::: Document passage

Thread: Mixed Locales and Upgrading

Mixed Locales and Upgrading

From
Don Seiler
Date:
Good morning,

I have a few clusters that need to be upgraded from PG 9.6 or 10 to 12. Normally I'd just plan to pg_upgrade the lot and be good to go. However I've found that quite a few (including our biggest/busiest database) have mixed locales. In the case of the biggest/busiest database, the cluster was created with locale en_US (NOT en_US.UTF-8), and so the databases have encoding LATIN1. 

However this database has encoding UTF8 while still having ctype and collation of en_US. I've since found that when this was last upgraded, they ran "update pg_database set encoding = pg_char_to_encoding('UTF8') where datname = 'test';" to change the encoding. In my testing, pg_upgrade breaks when trying to restore this since UTF8 isn't supported in en_US for the CREATE DATABASE command used during pg_restore:

command: "/usr/lib/postgresql/12/bin/pg_restore" --host /var/lib/postgresql --port 50432 --username postgres --create --exit-on-error --verbose --dbname template1 "pg_upgrade_dump_16385.custom" >> "pg_upgrade_dump_16385.log" 2>&1
pg_restore: connecting to database for restore
pg_restore: creating DATABASE "test"
pg_restore: while PROCESSING TOC:
pg_restore: from TOC entry 2164; 1262 16385 DATABASE test postgres
pg_restore: error: could not execute query: ERROR:  encoding "UTF8" does not match locale "en_US"
DETAIL:  The chosen LC_CTYPE setting requires encoding "LATIN1".
Command was: CREATE DATABASE "test" WITH TEMPLATE = template0 ENCODING = 'UTF8' LC_COLLATE = 'en_US' LC_CTYPE = 'en_US';


Is there a way around this while still using pg_upgrade? My understanding is that a full dump and restore into a new DB with everything set to en_US.UTF-8 is the only to convert these (if I have to dump/restore, I wouldn't want to keep the mixed environment). Even with parallel jobs, I imagine that's a bit of downtime but I'll have to wait until I can get a copy of prod data to test with to be sure.

::::::
::: Dataset content

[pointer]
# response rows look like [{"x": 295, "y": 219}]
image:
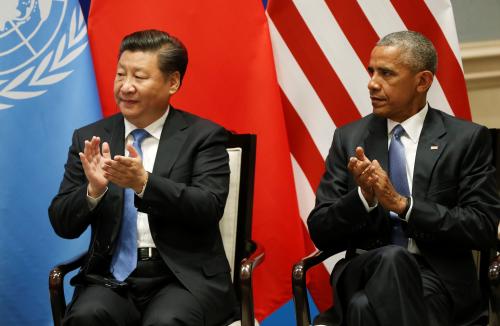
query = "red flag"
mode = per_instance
[
  {"x": 321, "y": 50},
  {"x": 230, "y": 79}
]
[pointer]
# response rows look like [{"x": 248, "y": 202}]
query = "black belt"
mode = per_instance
[{"x": 147, "y": 254}]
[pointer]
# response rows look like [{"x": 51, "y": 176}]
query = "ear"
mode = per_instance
[
  {"x": 174, "y": 79},
  {"x": 424, "y": 80}
]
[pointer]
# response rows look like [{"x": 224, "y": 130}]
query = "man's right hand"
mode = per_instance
[
  {"x": 361, "y": 169},
  {"x": 92, "y": 162}
]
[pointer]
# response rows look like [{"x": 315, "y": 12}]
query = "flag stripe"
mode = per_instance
[
  {"x": 313, "y": 63},
  {"x": 340, "y": 55},
  {"x": 443, "y": 13},
  {"x": 418, "y": 17},
  {"x": 300, "y": 93},
  {"x": 302, "y": 145},
  {"x": 356, "y": 26}
]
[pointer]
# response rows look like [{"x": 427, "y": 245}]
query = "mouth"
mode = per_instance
[
  {"x": 127, "y": 102},
  {"x": 376, "y": 101}
]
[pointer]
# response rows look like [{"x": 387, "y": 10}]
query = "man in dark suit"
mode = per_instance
[
  {"x": 153, "y": 194},
  {"x": 412, "y": 187}
]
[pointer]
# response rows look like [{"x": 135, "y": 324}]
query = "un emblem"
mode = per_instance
[{"x": 38, "y": 39}]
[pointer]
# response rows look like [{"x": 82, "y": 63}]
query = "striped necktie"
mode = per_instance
[{"x": 124, "y": 259}]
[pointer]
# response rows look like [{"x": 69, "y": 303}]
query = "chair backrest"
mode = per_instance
[{"x": 236, "y": 223}]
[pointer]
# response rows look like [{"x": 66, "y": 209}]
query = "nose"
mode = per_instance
[
  {"x": 127, "y": 86},
  {"x": 373, "y": 84}
]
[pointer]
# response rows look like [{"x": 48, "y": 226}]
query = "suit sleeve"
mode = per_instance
[
  {"x": 200, "y": 202},
  {"x": 462, "y": 214},
  {"x": 339, "y": 218},
  {"x": 69, "y": 212}
]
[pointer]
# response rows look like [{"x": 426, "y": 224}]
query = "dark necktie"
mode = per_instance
[
  {"x": 397, "y": 174},
  {"x": 124, "y": 258}
]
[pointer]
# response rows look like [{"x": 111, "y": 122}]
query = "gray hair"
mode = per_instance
[{"x": 418, "y": 52}]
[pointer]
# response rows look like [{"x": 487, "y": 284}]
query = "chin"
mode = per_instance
[{"x": 380, "y": 112}]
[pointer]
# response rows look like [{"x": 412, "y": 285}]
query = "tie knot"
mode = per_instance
[
  {"x": 139, "y": 135},
  {"x": 398, "y": 131}
]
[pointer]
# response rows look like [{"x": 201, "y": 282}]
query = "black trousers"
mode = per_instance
[
  {"x": 154, "y": 297},
  {"x": 389, "y": 286}
]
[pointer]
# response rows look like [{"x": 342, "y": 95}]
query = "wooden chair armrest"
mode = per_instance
[
  {"x": 247, "y": 265},
  {"x": 56, "y": 286},
  {"x": 299, "y": 287}
]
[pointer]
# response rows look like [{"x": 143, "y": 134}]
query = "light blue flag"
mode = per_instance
[{"x": 47, "y": 89}]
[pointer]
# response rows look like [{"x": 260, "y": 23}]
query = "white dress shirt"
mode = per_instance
[
  {"x": 149, "y": 148},
  {"x": 413, "y": 127}
]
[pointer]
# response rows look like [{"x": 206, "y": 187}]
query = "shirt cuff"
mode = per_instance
[
  {"x": 365, "y": 203},
  {"x": 141, "y": 194},
  {"x": 407, "y": 216},
  {"x": 92, "y": 202}
]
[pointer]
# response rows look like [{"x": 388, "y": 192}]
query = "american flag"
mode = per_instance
[{"x": 321, "y": 50}]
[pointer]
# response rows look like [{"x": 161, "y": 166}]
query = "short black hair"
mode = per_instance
[{"x": 172, "y": 54}]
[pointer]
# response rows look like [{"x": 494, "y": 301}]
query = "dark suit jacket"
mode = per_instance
[
  {"x": 184, "y": 199},
  {"x": 455, "y": 203}
]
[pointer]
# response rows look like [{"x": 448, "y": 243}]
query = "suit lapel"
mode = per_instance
[
  {"x": 431, "y": 145},
  {"x": 171, "y": 142},
  {"x": 376, "y": 141},
  {"x": 116, "y": 132}
]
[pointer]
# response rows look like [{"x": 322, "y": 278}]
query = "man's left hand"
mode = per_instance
[
  {"x": 126, "y": 172},
  {"x": 385, "y": 192}
]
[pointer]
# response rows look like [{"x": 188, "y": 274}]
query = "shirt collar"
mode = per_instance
[
  {"x": 413, "y": 125},
  {"x": 154, "y": 129}
]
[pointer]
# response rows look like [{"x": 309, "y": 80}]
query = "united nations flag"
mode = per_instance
[{"x": 47, "y": 89}]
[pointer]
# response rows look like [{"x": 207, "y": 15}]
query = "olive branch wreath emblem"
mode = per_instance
[{"x": 33, "y": 81}]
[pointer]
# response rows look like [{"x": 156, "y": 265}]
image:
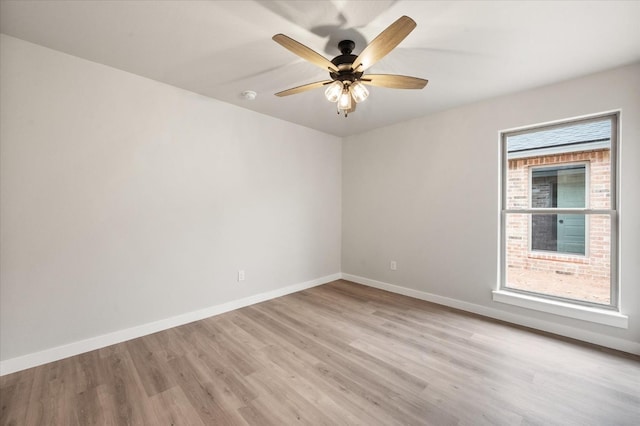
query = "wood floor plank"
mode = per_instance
[{"x": 336, "y": 354}]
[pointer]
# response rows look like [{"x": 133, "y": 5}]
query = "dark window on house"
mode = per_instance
[{"x": 558, "y": 187}]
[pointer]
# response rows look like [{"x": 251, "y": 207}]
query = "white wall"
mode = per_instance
[
  {"x": 126, "y": 201},
  {"x": 425, "y": 193}
]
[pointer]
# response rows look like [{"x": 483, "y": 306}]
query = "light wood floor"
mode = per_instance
[{"x": 335, "y": 354}]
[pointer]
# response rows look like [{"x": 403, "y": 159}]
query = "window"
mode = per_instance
[
  {"x": 559, "y": 217},
  {"x": 558, "y": 187}
]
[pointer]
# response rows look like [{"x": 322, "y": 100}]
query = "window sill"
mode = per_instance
[{"x": 585, "y": 313}]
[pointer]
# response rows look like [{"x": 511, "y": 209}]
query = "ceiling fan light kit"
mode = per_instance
[{"x": 346, "y": 87}]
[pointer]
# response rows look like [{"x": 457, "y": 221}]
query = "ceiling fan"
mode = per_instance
[{"x": 346, "y": 86}]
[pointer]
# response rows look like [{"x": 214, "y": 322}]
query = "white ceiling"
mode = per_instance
[{"x": 467, "y": 50}]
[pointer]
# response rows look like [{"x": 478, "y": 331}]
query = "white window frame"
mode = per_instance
[{"x": 583, "y": 310}]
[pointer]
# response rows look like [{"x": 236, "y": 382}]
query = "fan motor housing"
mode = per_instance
[{"x": 344, "y": 61}]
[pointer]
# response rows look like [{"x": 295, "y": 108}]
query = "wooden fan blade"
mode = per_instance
[
  {"x": 304, "y": 52},
  {"x": 303, "y": 88},
  {"x": 394, "y": 81},
  {"x": 384, "y": 43}
]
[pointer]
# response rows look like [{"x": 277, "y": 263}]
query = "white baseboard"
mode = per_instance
[
  {"x": 49, "y": 355},
  {"x": 543, "y": 325}
]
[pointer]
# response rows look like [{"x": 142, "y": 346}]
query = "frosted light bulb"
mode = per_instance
[
  {"x": 333, "y": 91},
  {"x": 359, "y": 91}
]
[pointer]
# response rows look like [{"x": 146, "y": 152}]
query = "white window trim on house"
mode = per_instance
[{"x": 601, "y": 314}]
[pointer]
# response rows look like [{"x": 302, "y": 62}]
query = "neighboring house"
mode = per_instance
[{"x": 563, "y": 167}]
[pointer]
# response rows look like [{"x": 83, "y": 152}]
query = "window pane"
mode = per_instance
[
  {"x": 561, "y": 272},
  {"x": 548, "y": 168}
]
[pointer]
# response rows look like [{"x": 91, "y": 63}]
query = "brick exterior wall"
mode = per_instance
[{"x": 596, "y": 261}]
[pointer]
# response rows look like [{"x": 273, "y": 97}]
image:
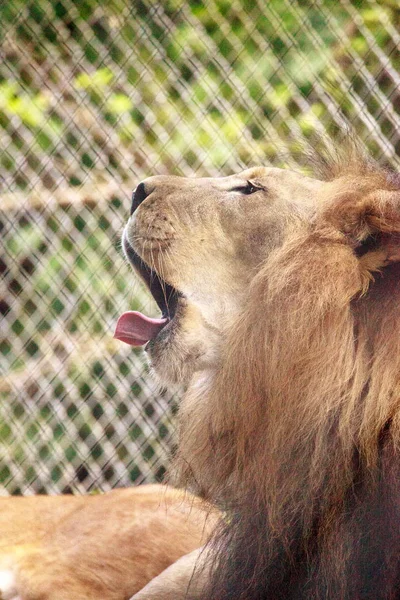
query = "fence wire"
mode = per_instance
[{"x": 95, "y": 96}]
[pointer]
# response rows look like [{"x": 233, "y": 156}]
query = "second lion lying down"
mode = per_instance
[{"x": 280, "y": 300}]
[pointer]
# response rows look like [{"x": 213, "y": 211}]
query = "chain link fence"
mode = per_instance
[{"x": 95, "y": 96}]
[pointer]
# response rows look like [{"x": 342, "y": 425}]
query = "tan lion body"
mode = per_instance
[
  {"x": 287, "y": 335},
  {"x": 102, "y": 546}
]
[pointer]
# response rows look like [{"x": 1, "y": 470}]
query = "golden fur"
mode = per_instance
[
  {"x": 104, "y": 546},
  {"x": 295, "y": 427}
]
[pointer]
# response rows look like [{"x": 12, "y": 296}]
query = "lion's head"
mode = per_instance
[
  {"x": 198, "y": 243},
  {"x": 281, "y": 312}
]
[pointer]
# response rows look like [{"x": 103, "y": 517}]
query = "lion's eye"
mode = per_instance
[{"x": 248, "y": 188}]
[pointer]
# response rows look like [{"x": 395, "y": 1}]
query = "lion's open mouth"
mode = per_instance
[{"x": 133, "y": 327}]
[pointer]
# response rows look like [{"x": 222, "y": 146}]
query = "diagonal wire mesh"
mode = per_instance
[{"x": 95, "y": 96}]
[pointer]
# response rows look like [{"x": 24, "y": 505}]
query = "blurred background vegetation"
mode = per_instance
[{"x": 95, "y": 96}]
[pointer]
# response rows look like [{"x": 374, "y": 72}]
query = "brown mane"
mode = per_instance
[{"x": 298, "y": 436}]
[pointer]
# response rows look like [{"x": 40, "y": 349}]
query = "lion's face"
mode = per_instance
[{"x": 198, "y": 243}]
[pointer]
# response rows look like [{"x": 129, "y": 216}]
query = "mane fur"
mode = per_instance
[{"x": 297, "y": 437}]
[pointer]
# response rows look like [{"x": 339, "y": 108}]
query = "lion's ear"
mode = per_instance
[{"x": 370, "y": 223}]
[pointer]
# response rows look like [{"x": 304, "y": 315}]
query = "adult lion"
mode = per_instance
[{"x": 281, "y": 313}]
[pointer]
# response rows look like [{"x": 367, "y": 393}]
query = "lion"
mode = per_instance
[
  {"x": 105, "y": 546},
  {"x": 280, "y": 302}
]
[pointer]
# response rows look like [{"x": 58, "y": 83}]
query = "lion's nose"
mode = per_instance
[{"x": 138, "y": 195}]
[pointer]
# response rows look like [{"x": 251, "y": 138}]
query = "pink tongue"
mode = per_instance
[{"x": 136, "y": 329}]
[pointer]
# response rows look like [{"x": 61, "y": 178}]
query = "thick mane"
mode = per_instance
[{"x": 298, "y": 435}]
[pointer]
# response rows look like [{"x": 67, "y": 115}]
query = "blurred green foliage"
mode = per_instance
[
  {"x": 182, "y": 59},
  {"x": 97, "y": 91}
]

::::::

## Directive:
Continue the forum post about upgrading mixed-locale PostgreSQL clusters from its last sentence. The items have nothing to do with the post on upgrading mixed-locale PostgreSQL clusters.

## Output of the task:
Is logical replication an option here? Either maintaining the mixed environment or converting everything to en_US.UTF-8? I'm relatively new in this shop but I'm told they didn't mean to use en_US and there's no reason they wouldn't want to just use the standard/default UTF-8.

Thanks,
Don.

--
Don Seiler
www.seiler.us

Re: Mixed Locales and Upgrading

From
Tom Lane
Date:
Don Seiler <don@seiler.us> writes:
> However this database has encoding UTF8 while still having ctype and
> collation of en_US. I've since found that when this was last upgraded, they
> ran "update pg_database set encoding = pg_char_to_encoding('UTF8') where
> datname = 'test';" to change the encoding.

Egad.

> In my testing, pg_upgrade breaks
> when trying to restore this since UTF8 isn't supported in en_US for the CREATE
> DATABASE command used during pg_restore:

Well, in principle you could likewise manually update pg_database's
datcollate and datctype columns to say "en_US.utf8".  However, there's
a much bigger problem here --- what steps if any did this cowboy take
to ensure that the data inside the database was valid UTF8?

I don't think you should use pg_upgrade here at all.  A dump/restore
is really the only way to make sure that you have validly encoded data.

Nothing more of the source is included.